When I conducted research about Black health on my university's online library, I was inundated with articles that depicted how horrible the state of health is among the Black female population: that we continue to eat too much junk food and not enough fruits and vegetables; that we are addicted to junk food and postindustrialized Soul Food practices to the point of killing ourselves. Articles and essays painted a grim picture: Black females do not know how to combat these health disparities.
However, after receiving a plethora of imaginative and thought-provoking contributions, I saw that there are many of us who know how to fight back. This book holds a collection of narratives, poetry, critical essays, and reflections from a diverse North American community of Black-identified females/females of the African Diaspora. Collectively, these ladies are actively decolonizing their bodies and minds via whole-foods veganism and/or raw foodism, resisting becoming a “health disparities” statistic by kicking the junk food habit, questioning the soulfulness of postindustrial Soul Food, raising children who have never tasted a McDonald's (not so) Happy Meal, and making the connections that compassionate consumption has to creating a compassionate and eco-sustainable society.

• [LISTED RECORDS]:
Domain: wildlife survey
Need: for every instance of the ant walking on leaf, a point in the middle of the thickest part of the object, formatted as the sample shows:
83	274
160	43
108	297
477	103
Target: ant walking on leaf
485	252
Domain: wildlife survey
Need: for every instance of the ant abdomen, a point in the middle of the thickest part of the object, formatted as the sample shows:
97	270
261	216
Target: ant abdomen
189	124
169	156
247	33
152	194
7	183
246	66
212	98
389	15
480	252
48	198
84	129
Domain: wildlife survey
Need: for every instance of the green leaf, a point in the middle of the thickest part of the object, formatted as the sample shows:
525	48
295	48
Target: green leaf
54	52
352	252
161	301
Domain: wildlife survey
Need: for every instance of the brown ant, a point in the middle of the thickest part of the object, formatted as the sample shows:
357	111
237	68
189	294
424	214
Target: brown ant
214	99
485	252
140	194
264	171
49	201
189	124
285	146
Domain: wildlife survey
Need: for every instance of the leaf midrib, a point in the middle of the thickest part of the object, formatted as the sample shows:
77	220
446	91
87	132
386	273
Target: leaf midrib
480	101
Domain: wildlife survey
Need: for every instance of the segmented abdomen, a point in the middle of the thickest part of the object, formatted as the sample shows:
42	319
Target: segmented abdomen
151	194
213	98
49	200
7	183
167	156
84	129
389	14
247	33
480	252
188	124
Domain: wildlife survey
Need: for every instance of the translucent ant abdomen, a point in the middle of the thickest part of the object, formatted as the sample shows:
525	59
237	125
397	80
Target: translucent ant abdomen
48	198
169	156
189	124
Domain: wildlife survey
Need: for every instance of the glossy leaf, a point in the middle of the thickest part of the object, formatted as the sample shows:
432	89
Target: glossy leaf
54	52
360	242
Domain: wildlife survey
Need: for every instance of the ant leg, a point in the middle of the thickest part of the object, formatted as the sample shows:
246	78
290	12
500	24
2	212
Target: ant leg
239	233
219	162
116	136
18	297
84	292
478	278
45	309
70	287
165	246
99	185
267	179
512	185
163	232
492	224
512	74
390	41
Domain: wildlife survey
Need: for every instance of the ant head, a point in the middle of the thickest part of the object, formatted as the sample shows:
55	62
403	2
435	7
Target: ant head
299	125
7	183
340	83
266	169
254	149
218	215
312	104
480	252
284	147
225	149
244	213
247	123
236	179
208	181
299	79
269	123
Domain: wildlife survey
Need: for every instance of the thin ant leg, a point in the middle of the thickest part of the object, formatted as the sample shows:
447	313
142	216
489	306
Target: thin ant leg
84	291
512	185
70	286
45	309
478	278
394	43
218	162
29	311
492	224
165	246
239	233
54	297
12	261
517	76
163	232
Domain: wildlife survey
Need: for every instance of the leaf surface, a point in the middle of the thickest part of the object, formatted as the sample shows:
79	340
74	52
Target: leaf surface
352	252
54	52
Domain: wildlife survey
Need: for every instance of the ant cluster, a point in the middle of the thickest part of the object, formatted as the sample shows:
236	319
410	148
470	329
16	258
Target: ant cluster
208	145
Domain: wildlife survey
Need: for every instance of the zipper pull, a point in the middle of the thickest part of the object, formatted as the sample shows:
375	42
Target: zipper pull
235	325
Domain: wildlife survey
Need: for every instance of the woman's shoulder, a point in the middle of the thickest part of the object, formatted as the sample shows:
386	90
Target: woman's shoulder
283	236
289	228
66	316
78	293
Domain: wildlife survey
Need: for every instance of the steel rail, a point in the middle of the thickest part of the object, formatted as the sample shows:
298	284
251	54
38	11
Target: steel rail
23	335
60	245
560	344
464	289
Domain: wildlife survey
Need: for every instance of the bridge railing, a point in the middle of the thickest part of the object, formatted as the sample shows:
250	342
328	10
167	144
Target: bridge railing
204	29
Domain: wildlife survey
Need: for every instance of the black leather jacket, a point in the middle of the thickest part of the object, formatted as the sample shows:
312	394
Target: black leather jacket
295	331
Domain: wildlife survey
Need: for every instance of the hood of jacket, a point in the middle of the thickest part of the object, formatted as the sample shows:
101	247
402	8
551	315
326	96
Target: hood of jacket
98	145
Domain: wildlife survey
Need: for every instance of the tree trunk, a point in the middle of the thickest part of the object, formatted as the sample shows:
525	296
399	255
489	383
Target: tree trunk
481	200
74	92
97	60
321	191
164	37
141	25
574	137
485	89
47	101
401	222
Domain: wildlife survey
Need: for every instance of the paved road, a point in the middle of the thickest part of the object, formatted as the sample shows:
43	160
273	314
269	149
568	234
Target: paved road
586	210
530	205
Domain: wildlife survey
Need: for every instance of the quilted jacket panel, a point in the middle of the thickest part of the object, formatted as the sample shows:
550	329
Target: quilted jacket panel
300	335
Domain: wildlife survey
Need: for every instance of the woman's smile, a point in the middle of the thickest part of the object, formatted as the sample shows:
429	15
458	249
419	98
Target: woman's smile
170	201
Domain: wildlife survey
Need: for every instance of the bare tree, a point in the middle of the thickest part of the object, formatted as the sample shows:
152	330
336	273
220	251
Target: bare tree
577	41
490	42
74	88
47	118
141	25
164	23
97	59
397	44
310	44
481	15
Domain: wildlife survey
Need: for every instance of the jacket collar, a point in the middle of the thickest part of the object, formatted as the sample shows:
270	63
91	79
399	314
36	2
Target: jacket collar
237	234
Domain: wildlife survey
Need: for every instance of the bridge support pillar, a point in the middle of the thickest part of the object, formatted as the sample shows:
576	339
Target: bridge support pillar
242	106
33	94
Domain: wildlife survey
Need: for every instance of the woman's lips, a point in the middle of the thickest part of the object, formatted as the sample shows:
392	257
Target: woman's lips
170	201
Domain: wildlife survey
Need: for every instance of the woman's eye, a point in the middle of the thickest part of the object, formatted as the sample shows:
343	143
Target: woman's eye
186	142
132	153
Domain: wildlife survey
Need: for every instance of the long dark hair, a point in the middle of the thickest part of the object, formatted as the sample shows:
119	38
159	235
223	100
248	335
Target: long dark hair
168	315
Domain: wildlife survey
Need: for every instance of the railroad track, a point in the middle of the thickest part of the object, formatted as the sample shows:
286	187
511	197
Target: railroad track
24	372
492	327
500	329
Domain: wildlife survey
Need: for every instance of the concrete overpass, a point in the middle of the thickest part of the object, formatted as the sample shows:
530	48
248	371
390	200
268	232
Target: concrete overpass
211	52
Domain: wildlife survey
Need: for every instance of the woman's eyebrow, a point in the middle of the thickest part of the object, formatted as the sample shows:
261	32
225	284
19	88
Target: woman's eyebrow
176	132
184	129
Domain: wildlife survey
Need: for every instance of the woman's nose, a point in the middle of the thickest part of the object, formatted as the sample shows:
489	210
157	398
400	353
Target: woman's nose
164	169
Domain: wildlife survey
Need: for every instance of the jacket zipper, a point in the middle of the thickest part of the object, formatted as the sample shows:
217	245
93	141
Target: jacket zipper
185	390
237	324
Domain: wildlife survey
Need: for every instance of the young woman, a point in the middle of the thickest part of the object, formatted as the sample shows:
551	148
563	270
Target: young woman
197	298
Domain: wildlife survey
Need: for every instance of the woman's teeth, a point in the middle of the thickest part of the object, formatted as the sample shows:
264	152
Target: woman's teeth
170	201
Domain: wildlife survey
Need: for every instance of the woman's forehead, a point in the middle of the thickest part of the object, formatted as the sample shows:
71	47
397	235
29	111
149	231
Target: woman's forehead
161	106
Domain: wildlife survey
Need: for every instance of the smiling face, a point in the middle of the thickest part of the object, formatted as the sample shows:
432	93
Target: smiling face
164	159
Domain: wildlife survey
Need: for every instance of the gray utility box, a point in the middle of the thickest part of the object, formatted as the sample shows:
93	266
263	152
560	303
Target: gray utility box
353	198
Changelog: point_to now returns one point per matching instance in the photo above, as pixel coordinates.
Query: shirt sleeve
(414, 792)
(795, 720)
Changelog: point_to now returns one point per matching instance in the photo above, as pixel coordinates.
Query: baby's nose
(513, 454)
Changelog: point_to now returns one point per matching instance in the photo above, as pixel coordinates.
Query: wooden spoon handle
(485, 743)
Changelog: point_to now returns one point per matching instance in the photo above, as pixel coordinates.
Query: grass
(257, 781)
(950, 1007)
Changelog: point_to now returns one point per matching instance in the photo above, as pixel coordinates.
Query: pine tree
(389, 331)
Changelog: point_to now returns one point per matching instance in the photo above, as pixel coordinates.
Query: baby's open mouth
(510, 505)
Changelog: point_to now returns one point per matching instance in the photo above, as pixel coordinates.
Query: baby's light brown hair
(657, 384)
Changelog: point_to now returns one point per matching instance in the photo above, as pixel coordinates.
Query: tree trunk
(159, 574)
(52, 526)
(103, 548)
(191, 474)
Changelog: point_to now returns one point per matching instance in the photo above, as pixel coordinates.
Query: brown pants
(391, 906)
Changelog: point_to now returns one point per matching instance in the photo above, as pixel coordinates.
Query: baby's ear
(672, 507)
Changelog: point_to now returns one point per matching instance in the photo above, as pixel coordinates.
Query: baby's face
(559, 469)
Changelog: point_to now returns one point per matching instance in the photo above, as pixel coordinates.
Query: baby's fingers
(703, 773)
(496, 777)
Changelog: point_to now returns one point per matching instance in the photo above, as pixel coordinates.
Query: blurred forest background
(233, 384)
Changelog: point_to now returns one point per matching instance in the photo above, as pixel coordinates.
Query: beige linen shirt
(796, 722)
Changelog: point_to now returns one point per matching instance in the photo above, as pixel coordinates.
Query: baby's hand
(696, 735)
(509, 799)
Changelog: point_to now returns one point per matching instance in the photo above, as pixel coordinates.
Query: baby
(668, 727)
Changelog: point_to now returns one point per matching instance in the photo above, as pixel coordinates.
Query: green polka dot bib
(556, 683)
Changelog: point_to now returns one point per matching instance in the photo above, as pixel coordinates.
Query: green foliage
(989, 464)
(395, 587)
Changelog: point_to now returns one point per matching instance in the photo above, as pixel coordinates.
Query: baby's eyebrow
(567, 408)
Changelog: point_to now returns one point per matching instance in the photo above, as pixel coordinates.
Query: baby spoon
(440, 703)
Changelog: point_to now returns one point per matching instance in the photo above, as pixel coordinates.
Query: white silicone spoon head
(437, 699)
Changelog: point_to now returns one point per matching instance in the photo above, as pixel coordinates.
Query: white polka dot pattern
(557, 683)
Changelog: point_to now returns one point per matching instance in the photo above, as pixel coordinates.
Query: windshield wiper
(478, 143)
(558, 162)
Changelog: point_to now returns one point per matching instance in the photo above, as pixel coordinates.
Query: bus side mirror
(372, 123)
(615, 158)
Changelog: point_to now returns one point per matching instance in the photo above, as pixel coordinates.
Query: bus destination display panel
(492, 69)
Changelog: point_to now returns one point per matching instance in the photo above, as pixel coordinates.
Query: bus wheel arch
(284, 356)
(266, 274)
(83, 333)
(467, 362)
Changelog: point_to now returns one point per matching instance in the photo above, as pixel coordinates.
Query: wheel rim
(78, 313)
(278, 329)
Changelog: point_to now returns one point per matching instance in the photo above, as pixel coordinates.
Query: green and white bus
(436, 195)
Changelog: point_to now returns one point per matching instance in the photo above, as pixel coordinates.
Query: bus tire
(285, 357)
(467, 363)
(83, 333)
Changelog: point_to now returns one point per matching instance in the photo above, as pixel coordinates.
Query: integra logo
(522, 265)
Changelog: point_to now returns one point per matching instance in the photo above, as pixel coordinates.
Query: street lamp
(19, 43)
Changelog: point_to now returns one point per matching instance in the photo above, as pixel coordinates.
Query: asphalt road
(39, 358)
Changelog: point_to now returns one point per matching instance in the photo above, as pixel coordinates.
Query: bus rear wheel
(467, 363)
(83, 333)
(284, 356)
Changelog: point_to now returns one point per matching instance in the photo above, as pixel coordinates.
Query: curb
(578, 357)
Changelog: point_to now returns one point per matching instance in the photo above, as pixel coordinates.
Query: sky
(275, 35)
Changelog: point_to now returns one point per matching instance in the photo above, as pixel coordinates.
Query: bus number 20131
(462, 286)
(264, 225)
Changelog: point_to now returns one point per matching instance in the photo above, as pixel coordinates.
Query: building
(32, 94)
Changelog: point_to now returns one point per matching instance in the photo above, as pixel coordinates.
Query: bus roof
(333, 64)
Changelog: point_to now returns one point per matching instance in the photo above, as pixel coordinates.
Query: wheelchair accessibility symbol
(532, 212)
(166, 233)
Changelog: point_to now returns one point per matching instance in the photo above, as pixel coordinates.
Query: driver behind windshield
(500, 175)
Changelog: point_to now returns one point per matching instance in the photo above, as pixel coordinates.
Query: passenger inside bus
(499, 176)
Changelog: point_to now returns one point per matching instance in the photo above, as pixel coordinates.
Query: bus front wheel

• [ASSIGNED TASK A]: From the passage on Black women's health and veganism, extract the stretch that begins with the words containing "However, after receiving" and ends with "and eco-sustainable society.".
• [ASSIGNED TASK B]: Extend the passage on Black women's health and veganism by writing on from its final sentence.
The records have nothing to do with this work.

• [TASK RESULT A]:
However, after receiving a plethora of imaginative and thought-provoking contributions, I saw that there are many of us who know how to fight back. This book holds a collection of narratives, poetry, critical essays, and reflections from a diverse North American community of Black-identified females/females of the African Diaspora. Collectively, these ladies are actively decolonizing their bodies and minds via whole-foods veganism and/or raw foodism, resisting becoming a “health disparities” statistic by kicking the junk food habit, questioning the soulfulness of postindustrial Soul Food, raising children who have never tasted a McDonald's (not so) Happy Meal, and making the connections that compassionate consumption has to creating a compassionate and eco-sustainable society.

• [TASK RESULT B]:
Sistah Vegan is not about preaching veganism or vegan fundamentalism. It is about looking at how a specific group of Black-identified female vegans perceive nutrition, food, ecological sustainability, health and healing, animal rights, parenting, social justice, spirituality, hair care, race, sexuality, womanism, freedom, and identity that goes against the (refined and bleached) grain. Not all contributors necessarily agree with each other, and that is the beauty of this edited volume: even though we do identify as Black and female, we are not a monolithic group. I hope that Sistah Vegan will be an inspirational and thought-provoking read for all who are interested in how dietary habits and food production connect to either the dismantling or maintenance of environmental racism, speciesism, ecological devastation, health disparities, institutional racism, overconsumption, and other social injustices.